THE TASK
Format the entries below as a JSON list of strings, one string per line, starting at the line that contains "of the sidewalk." and running through the end of the entries. Skip blank lines and leave out the pictures.
▬▬▬▬▬▬▬▬▬▬
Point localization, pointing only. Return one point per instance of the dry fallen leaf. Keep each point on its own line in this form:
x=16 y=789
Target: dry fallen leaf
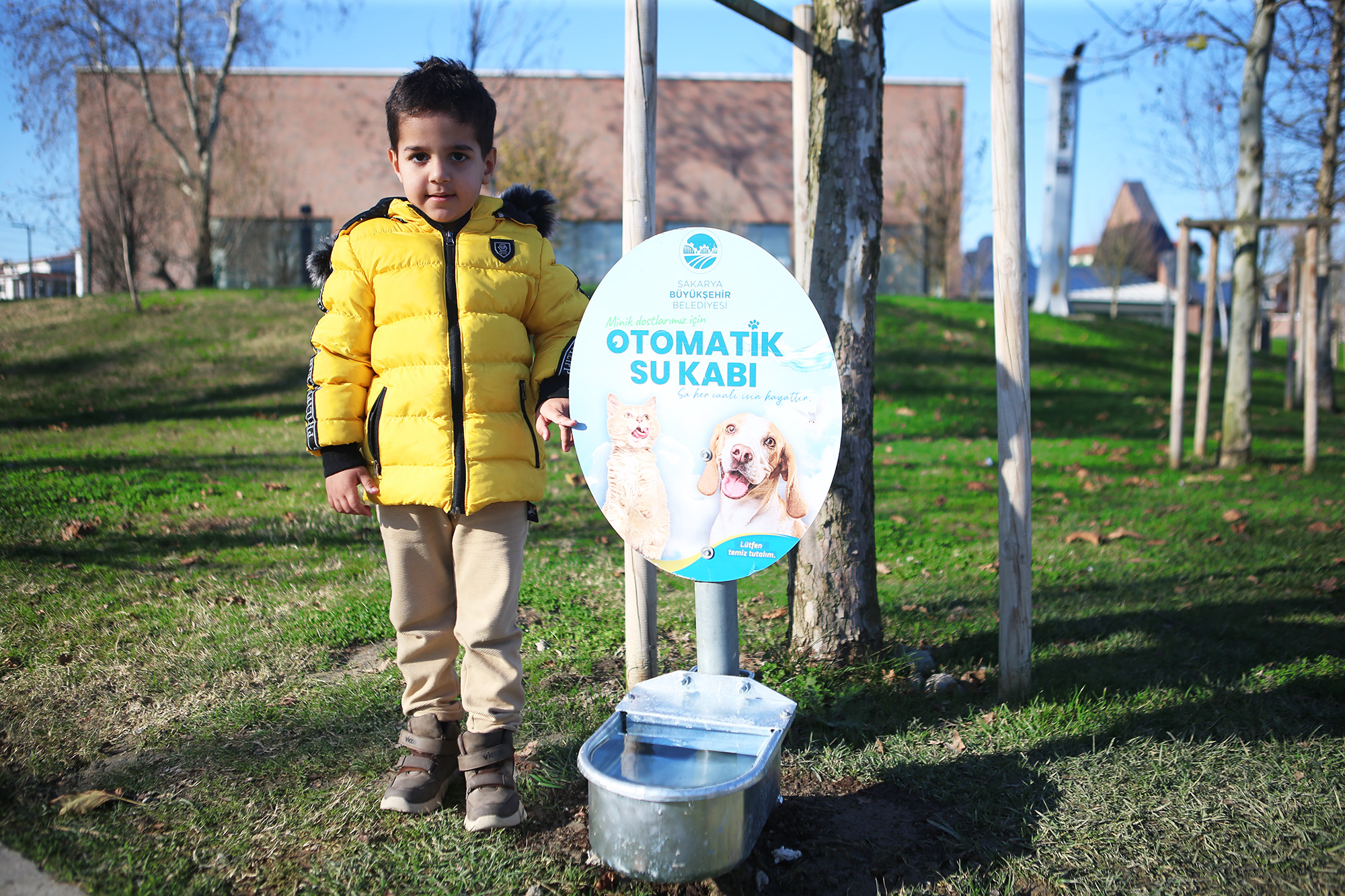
x=87 y=801
x=77 y=529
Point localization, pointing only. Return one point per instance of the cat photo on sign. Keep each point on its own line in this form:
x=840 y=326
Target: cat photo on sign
x=637 y=502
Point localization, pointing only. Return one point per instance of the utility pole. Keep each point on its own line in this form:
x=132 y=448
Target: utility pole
x=1012 y=381
x=29 y=228
x=638 y=126
x=1059 y=209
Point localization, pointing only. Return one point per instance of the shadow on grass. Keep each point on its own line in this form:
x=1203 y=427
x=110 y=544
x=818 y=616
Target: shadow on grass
x=287 y=385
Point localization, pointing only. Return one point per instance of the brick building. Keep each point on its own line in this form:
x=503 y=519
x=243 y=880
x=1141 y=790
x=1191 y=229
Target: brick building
x=303 y=151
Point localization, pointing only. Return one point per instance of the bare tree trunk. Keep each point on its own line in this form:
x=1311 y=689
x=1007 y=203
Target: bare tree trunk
x=1235 y=447
x=1207 y=349
x=1013 y=382
x=1311 y=350
x=1330 y=138
x=836 y=594
x=124 y=222
x=1291 y=342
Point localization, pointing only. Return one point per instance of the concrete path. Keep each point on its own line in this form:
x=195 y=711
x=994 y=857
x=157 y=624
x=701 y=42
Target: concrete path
x=21 y=877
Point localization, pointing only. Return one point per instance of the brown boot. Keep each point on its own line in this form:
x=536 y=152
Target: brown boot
x=426 y=772
x=488 y=762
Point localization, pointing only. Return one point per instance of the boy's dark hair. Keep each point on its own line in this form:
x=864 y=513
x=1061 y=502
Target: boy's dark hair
x=447 y=87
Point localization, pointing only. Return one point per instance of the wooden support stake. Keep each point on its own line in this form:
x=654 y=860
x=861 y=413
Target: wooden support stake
x=1311 y=298
x=802 y=96
x=1012 y=380
x=638 y=130
x=1207 y=349
x=1179 y=395
x=1291 y=343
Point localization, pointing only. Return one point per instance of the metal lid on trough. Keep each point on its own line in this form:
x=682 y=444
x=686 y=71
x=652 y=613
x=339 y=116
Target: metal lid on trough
x=695 y=700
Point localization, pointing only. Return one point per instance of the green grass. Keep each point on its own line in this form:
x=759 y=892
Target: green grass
x=216 y=641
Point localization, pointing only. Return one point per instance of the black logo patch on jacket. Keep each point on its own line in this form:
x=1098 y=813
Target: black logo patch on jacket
x=502 y=249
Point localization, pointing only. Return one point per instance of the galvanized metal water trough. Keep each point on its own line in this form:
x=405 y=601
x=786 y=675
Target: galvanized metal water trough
x=684 y=775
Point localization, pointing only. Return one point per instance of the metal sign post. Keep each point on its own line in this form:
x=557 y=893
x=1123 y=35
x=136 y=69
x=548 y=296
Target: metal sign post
x=642 y=30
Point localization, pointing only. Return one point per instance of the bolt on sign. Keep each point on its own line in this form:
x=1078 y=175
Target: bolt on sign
x=711 y=404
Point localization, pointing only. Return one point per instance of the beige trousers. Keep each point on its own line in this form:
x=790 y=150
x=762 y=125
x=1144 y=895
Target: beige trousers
x=455 y=588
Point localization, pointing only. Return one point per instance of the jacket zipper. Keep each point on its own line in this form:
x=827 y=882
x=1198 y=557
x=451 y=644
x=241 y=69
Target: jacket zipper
x=532 y=431
x=376 y=413
x=455 y=357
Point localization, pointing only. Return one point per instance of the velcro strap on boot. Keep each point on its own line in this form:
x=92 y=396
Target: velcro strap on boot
x=423 y=763
x=489 y=756
x=490 y=779
x=436 y=745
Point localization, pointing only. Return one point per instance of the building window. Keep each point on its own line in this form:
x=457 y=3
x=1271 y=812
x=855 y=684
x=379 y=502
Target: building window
x=264 y=252
x=900 y=272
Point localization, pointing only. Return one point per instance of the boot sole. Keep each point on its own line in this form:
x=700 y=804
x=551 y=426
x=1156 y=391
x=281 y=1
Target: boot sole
x=401 y=805
x=496 y=822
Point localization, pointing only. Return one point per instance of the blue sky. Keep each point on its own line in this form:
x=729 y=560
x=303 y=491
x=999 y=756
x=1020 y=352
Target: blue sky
x=929 y=38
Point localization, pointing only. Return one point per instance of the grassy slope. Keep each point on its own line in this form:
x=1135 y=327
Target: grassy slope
x=202 y=647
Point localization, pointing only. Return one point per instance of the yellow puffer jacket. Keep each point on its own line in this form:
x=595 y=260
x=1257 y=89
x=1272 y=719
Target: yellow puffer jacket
x=436 y=376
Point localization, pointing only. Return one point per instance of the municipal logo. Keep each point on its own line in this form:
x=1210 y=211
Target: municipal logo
x=502 y=249
x=700 y=252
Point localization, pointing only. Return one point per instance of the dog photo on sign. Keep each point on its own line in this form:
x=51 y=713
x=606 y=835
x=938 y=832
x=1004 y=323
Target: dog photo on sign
x=637 y=502
x=748 y=462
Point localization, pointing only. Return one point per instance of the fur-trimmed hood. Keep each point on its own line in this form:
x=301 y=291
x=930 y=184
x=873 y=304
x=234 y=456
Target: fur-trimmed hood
x=520 y=204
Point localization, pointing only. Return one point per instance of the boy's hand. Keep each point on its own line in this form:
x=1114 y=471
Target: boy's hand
x=344 y=493
x=556 y=411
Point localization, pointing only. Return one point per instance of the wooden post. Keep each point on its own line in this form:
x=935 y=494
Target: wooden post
x=1311 y=298
x=1291 y=345
x=1012 y=380
x=1179 y=395
x=1207 y=349
x=802 y=96
x=638 y=130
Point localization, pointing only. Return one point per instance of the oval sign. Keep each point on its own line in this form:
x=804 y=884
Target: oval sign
x=711 y=401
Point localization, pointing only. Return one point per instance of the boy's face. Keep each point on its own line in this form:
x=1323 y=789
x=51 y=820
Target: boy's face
x=440 y=165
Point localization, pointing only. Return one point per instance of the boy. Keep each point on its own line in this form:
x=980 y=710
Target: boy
x=442 y=356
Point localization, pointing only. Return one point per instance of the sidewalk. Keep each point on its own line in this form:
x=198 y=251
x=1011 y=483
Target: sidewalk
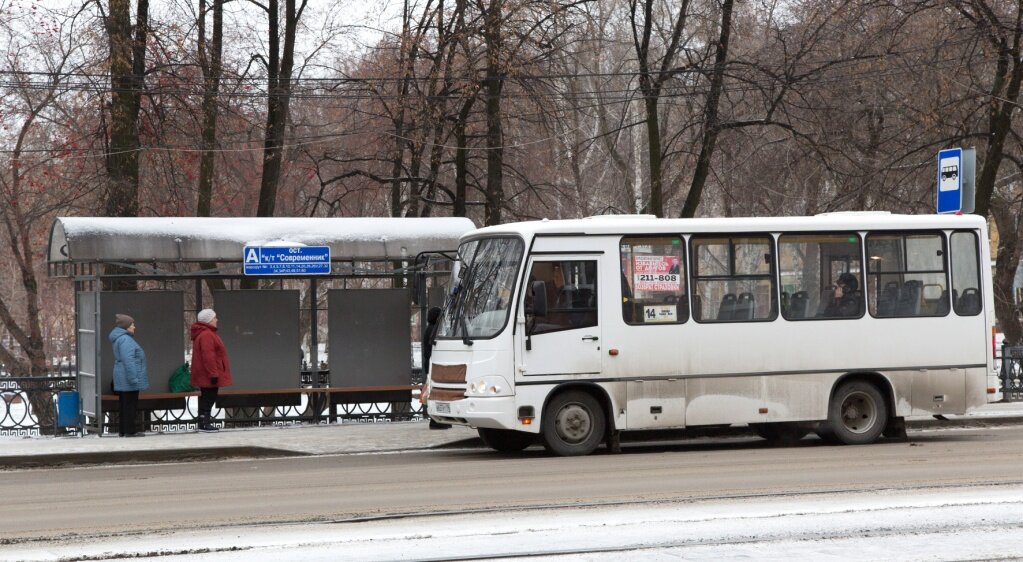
▬▬▬▬▬▬▬▬▬▬
THE ANSWER
[
  "Point localization, pointing only. Return one point per instance of the sidewalk. Keep each point on its own line in this form:",
  "x=198 y=251",
  "x=1011 y=483",
  "Target: sidewalk"
]